Text provided:
Start

Pell was lucky to be saved at the last minute by his only remaining hope, the judges of the Australian High Court, who unanimously overturned his conviction as unfounded and unsafe. They retained enough independence and integrity to see the truth of his case as it was. However, these qualities had been beyond the ability of the majority of judges in the Victorian Court of Appeal and beyond the comprehension of the six former judges and legal officials who sat on the Royal Commission into Institutional Responses to Child Sexual Abuse, all of whom displayed embarrassing failings in the logic of their findings. There are no guarantees that future members of the High Court will act as creditably as those who acquitted Pell.
In my book, The Persecution of George Pell (Quadrant Books), I not only cover the minutiae of police, court and Royal Commission proceedings in what defence counsel Robert Richter accurately described as “Operation Get Pell” from 2013 to 2020, but also place it within the history of the culture wars, political ideology and consequent changes to legal procedures related to sexuality that have accumulated since the 1960s.
Running through the book is an examination of the impact of what became both a critical legal question and a major political issue: should those who claim to be victims of sexual abuse be believed as a matter of course? As my book shows, at the same time as victims of this crime have gathered both the personal courage and community support to report their cases to the proper authorities, they have been accompanied by an outbreak of fraudulent claims that were widely accepted to be just as true as those of genuine claimants. Accompanying them has been an obsessive campaign in the news and entertainment media, drip-fed by leaks from police and lawyers, dedicated to convincing the public to accept all claims by those presenting as victims.
The notion that all victims of sexual assault deserve to be believed originated as a compassionate one. It arose from the desire to give comfort to genuine victims of child sexual abuse by forcing their abusers into the open to face justice, while at the same time giving victims the privilege of anonymity, restricted questioning, and the sympathy of the judiciary.
But the fact that advocates for victims, lobby groups of survivors and members of the judicial system have so far been very reluctant to face, is that compensation schemes and damages claims have attracted a significant number of individuals who have made complaints that were bogus. As the Pell case shows, some of the latter have been habitual criminals, some recently released from prison, and even some still in prison itself (giving evidence by audio link), who have seen compensation claims for sexual abuse as a much easier way to make money than their former illicit activities.

End

Records shown:
Start

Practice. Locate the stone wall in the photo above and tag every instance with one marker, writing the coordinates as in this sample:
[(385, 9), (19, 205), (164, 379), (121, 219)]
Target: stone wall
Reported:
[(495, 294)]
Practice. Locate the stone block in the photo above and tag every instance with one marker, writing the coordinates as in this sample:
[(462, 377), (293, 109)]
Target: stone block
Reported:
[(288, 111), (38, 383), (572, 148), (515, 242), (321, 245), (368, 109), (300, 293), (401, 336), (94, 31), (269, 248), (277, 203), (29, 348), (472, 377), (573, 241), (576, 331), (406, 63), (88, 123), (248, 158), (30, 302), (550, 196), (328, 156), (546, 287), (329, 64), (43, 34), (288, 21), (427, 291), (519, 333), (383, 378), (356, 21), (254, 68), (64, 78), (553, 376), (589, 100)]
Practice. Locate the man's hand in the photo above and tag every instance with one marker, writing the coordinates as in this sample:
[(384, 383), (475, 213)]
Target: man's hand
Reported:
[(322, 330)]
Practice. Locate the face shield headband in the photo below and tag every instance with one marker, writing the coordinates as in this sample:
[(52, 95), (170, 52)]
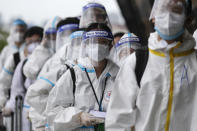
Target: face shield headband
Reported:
[(68, 27), (98, 34)]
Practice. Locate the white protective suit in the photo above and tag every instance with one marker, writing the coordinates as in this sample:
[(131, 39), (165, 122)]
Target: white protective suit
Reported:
[(167, 97), (59, 109), (11, 48), (51, 72), (6, 76), (19, 87), (195, 37), (40, 55), (6, 52)]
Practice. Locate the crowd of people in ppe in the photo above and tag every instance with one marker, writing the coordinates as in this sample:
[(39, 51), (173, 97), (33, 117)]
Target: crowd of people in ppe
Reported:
[(75, 75)]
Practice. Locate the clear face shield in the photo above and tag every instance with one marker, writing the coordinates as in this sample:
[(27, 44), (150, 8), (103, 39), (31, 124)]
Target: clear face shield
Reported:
[(31, 44), (94, 13), (126, 46), (75, 46), (170, 19), (97, 45), (17, 33), (63, 34), (50, 36)]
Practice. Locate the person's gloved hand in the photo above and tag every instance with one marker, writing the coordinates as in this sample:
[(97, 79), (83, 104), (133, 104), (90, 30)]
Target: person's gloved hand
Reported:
[(89, 120), (6, 112), (27, 115), (40, 129)]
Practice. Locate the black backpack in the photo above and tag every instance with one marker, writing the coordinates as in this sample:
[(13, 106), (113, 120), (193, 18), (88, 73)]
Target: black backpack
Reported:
[(141, 62)]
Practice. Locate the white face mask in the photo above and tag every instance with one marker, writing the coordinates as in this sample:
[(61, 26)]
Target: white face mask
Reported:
[(170, 25), (31, 47), (98, 52), (18, 37), (51, 45)]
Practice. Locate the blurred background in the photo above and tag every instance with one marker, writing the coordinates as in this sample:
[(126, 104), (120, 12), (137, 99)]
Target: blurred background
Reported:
[(125, 15)]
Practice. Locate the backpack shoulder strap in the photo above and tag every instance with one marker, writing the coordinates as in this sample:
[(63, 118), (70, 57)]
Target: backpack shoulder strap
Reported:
[(72, 72), (16, 58), (141, 62), (24, 77)]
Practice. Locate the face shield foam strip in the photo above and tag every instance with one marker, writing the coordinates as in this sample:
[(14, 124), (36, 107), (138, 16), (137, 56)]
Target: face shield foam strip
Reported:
[(68, 27), (98, 34), (130, 40), (88, 70), (166, 37), (51, 31), (48, 81), (76, 34), (7, 71), (93, 5), (19, 22)]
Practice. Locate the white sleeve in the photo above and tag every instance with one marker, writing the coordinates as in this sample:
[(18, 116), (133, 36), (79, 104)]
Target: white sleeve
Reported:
[(6, 80), (17, 86), (37, 96), (3, 57), (121, 111), (59, 110), (36, 61)]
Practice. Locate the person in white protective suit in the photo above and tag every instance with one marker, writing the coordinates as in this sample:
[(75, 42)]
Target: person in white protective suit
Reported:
[(59, 57), (20, 84), (15, 41), (44, 51), (195, 37), (128, 43), (33, 37), (165, 99), (76, 99), (112, 54), (6, 75), (46, 81)]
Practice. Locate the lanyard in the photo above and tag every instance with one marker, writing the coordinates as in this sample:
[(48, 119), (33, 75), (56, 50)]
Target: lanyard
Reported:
[(99, 103)]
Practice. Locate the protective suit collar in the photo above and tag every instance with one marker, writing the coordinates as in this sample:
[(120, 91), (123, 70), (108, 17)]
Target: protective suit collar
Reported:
[(188, 43), (86, 63)]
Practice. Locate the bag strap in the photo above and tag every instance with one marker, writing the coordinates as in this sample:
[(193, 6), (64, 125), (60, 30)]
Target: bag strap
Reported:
[(16, 59), (23, 75), (141, 62), (72, 72)]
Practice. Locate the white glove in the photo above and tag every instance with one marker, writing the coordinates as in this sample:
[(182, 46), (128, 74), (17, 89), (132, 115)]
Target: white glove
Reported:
[(40, 129), (44, 41), (6, 112), (89, 120)]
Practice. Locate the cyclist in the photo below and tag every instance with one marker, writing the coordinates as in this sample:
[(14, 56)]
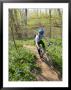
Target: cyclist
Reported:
[(38, 39)]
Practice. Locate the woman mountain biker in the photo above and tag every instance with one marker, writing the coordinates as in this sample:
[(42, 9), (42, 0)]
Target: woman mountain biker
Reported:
[(38, 38)]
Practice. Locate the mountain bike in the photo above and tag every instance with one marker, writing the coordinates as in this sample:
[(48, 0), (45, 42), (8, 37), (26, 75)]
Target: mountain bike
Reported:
[(45, 57)]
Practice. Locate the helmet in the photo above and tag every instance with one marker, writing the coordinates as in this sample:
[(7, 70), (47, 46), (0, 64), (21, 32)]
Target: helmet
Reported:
[(41, 31)]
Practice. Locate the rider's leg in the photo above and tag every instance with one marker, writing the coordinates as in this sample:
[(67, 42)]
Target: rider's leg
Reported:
[(42, 43)]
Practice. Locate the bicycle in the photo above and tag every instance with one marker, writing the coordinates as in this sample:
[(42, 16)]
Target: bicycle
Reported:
[(44, 57)]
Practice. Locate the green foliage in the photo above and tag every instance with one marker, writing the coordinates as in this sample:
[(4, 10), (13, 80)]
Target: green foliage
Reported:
[(21, 64), (54, 49)]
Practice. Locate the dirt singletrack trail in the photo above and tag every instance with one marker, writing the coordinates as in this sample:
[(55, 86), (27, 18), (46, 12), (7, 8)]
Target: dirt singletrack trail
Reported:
[(47, 74)]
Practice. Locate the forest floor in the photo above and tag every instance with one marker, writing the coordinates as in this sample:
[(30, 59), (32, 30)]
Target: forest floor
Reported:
[(47, 73)]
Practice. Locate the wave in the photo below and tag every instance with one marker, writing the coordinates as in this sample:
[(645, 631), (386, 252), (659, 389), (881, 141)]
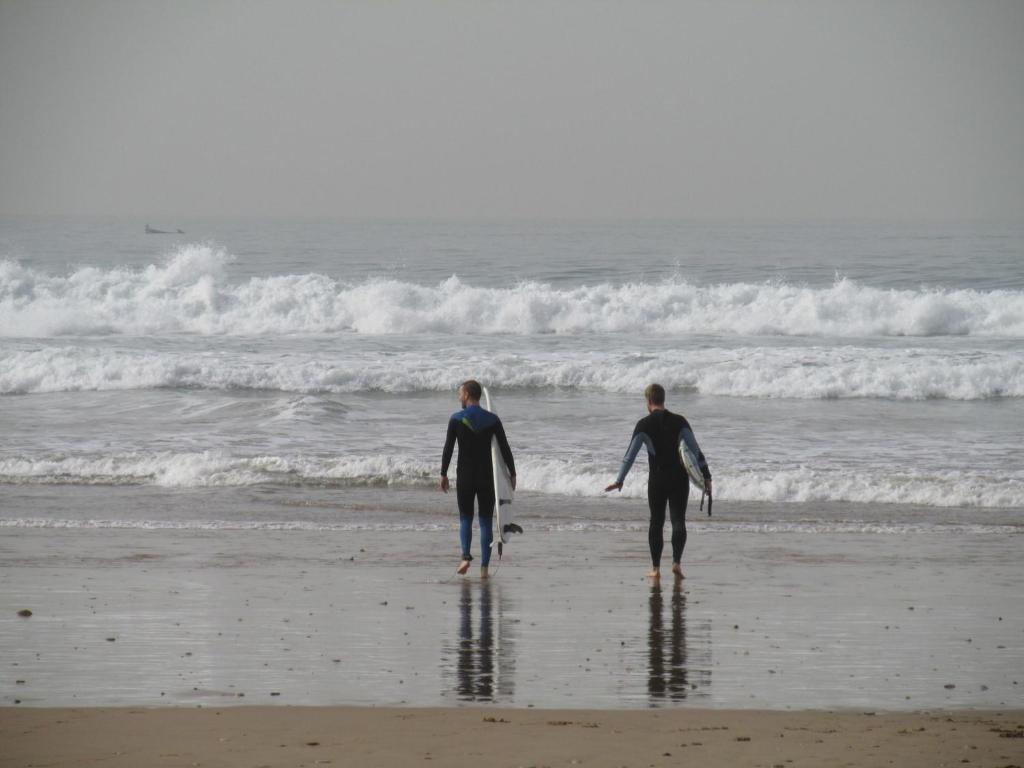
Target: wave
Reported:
[(192, 294), (807, 373), (807, 526), (567, 477)]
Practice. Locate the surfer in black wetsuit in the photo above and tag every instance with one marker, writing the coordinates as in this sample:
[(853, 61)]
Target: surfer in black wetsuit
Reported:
[(473, 428), (660, 432)]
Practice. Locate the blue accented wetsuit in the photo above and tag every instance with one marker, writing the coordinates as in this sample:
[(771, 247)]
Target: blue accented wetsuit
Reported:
[(660, 433), (473, 428)]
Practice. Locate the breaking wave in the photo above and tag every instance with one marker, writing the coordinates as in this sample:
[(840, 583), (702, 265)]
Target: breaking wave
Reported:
[(548, 476), (192, 294), (807, 373)]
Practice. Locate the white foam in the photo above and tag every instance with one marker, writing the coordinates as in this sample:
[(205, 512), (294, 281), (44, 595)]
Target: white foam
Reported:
[(534, 525), (798, 372), (567, 477), (190, 293)]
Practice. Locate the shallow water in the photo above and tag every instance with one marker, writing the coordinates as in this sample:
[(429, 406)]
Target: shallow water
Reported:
[(776, 621)]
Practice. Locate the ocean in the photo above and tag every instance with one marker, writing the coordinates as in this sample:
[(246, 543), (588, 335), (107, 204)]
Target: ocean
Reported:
[(218, 473), (838, 375)]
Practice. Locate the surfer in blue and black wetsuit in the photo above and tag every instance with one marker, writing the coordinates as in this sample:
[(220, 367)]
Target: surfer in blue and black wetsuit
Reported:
[(473, 428), (660, 432)]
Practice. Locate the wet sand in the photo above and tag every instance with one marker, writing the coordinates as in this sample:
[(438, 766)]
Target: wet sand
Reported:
[(469, 736), (129, 617)]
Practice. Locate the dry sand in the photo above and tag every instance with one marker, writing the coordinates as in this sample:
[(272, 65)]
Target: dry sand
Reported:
[(254, 736)]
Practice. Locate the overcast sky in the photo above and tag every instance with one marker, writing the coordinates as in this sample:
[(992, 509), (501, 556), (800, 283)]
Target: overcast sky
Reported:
[(516, 109)]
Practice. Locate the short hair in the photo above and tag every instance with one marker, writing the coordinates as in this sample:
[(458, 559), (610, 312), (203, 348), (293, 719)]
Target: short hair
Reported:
[(473, 388), (654, 393)]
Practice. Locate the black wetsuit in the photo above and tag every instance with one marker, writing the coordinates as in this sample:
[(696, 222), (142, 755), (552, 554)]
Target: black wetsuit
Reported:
[(473, 429), (668, 483)]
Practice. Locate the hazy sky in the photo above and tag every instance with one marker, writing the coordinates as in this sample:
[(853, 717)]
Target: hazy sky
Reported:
[(513, 109)]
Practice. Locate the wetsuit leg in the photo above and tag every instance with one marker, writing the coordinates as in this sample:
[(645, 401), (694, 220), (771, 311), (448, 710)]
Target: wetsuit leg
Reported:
[(485, 499), (657, 498), (465, 494), (678, 497)]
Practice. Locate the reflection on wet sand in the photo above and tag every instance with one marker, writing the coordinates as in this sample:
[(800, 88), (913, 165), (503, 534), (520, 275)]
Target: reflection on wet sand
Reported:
[(673, 674), (483, 656)]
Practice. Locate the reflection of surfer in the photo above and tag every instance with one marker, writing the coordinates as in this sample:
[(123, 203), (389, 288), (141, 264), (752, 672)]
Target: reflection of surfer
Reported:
[(660, 432), (476, 659), (667, 680), (473, 428)]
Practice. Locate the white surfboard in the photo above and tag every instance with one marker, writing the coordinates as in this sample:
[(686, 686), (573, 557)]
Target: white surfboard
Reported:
[(692, 467), (505, 527)]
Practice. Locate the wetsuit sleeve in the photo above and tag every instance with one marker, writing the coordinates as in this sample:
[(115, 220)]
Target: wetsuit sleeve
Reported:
[(640, 439), (449, 448), (503, 445), (691, 442)]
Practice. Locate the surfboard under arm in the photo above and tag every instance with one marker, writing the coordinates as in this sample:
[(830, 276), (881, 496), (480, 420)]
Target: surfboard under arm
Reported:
[(503, 489)]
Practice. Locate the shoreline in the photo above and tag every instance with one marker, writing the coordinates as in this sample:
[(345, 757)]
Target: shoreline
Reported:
[(762, 622), (273, 736)]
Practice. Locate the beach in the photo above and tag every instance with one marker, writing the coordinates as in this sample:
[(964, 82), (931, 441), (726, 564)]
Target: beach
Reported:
[(298, 647), (221, 541), (384, 736)]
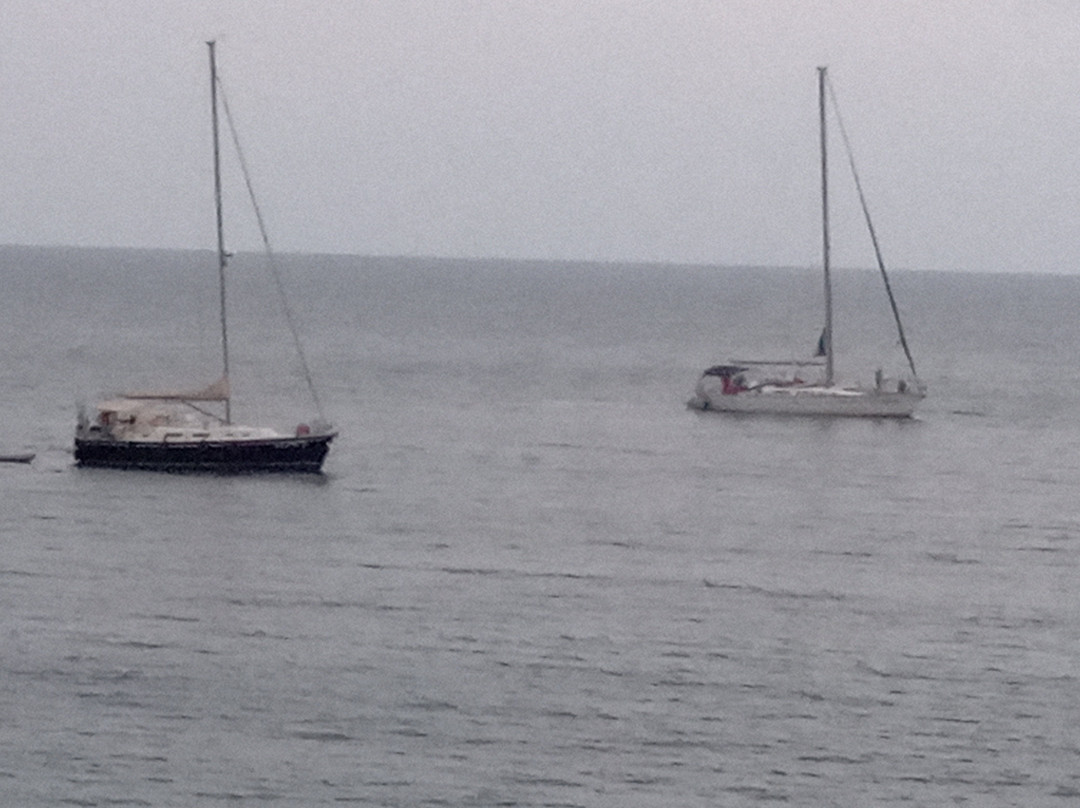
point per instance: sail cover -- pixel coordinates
(217, 391)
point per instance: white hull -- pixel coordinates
(814, 400)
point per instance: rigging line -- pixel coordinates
(869, 226)
(270, 256)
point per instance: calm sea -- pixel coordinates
(530, 576)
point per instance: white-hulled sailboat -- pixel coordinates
(778, 387)
(177, 430)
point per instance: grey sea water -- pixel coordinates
(530, 576)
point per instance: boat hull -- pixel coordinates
(301, 454)
(807, 400)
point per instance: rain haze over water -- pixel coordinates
(531, 576)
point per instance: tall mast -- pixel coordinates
(221, 255)
(827, 336)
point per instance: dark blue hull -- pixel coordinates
(304, 454)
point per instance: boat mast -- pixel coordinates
(827, 335)
(221, 255)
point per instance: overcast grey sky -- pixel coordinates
(613, 130)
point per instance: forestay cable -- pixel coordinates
(869, 226)
(270, 256)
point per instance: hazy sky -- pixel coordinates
(613, 130)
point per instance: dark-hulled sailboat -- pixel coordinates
(177, 430)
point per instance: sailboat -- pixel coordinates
(779, 387)
(186, 430)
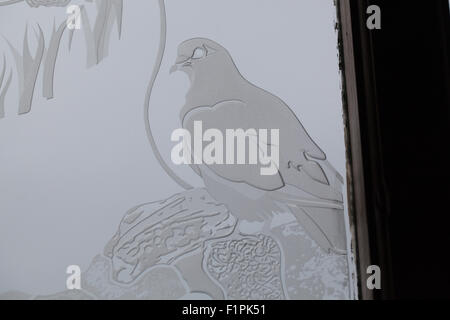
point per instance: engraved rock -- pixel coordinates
(159, 233)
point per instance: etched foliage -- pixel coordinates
(248, 267)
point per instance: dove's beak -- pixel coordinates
(174, 68)
(181, 62)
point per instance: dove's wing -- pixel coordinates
(233, 115)
(299, 157)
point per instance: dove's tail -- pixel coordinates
(323, 219)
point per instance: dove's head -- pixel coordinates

End

Tasks to carry out:
**1.** Answer from the Pell text:
(a) Which court overturned Pell's conviction?
(b) What name did defence counsel Robert Richter give to the proceedings?
(c) Which publisher issued the book The Persecution of George Pell?
**2.** Write out the Pell text from "In my book, The" up to and including "since the 1960s.".
**3.** Extend the Pell text with new prose that starts after its final sentence.
The data above is separate material, unrelated to the Pell text.

The replies:
**1.**
(a) The Australian High Court.
(b) "Operation Get Pell."
(c) Quadrant Books.

**2.**
In my book, The Persecution of George Pell (Quadrant Books), I not only cover the minutiae of police, court and Royal Commission proceedings in what defence counsel Robert Richter accurately described as “Operation Get Pell” from 2013 to 2020, but also place it within the history of the culture wars, political ideology and consequent changes to legal procedures related to sexuality that have accumulated since the 1960s.

**3.**
Some of the other bogus claimants have been emotionally disturbed or mentally unbalanced individuals for whom the commiseration they have received has been a matter of comfort in their sorry lives. The book shows how some have been shamelessly exploited by our leading television current affairs programs. Others have made false claims in order to become the centre of public attention, if only for a short time, as part of a common cause that has attracted much publicity and the sympathy of many people. No matter how wild their allegations, people like this have been taken seriously. They found they were suddenly shown respect, a quality long lacking in their lives, especially those who adopted the deeply embedded Australian tradition of cutting down tall poppies by accusing someone well-known and in the public eye.
Meanwhile, these bogus victims did not suffer any damage themselves. In Australia, no accuser of child sexual abuse is ever prosecuted for making a fraudulent claim. In fact, the legal system allows them to shelter behind pseudonyms while their real names are suppressed by the courts. And yet the names of those they accuse are publicly pronounced, both inside and outside of courts whenever an accusation is made, and an indelible stain is cast onto whoever is the target, irrespective of whether they are eventually found guilty or not.
In fact, as Pell’s long travail demonstrated, his position as a person accused of these crimes meant he faced in court the reversal of long-standing legal principles, including the presumption of innocence, guilt beyond reasonable doubt, and the onus of proof being on the prosecution. If he had not persisted with his appeals—he said there was one stage in prison when he felt like giving up—his case would have set damaging legal precedents.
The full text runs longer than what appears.